EXERCISE DATA:
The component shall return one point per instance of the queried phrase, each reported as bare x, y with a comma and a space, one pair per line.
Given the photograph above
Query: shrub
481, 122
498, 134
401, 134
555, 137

ACTIVITY:
All of the material, restated exactly, is the expected result.

RESULT OF THIS EXERCISE:
The component shall return one point per instance of the queried phrase, each reported as bare x, y with a comma and a space, one pair per line.
Given the photograph above
Query: shrub
481, 122
498, 134
401, 134
555, 137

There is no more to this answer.